* _Problem requirements_
Extract all the lines from the rows below and reproduce them word for word. Leave the pictures out of your answer.

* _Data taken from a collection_
* * * * * * * * *

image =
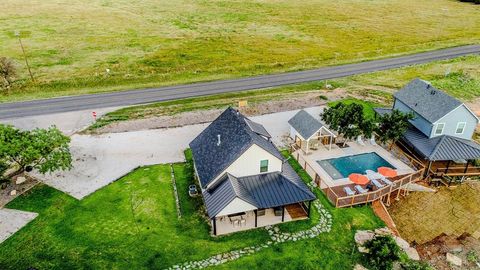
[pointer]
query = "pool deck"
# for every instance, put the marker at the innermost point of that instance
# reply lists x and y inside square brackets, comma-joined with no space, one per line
[334,189]
[354,149]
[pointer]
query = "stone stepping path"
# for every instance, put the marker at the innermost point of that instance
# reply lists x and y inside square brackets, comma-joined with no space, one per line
[13,220]
[324,225]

* * * * * * * * *

* _Answer to the problem_
image =
[pointer]
query = "pool deck"
# for every instance, put the marker at the innermost point of that instance
# reply lists x and y inside square brackets, comma-joined with no space, one per line
[334,189]
[354,149]
[pointer]
query = "stone stepping path"
# for every instance, put the marker at the innermost point of that instance
# reply lists x and y inside square brackets, comma-joined with no space, one per line
[13,220]
[324,225]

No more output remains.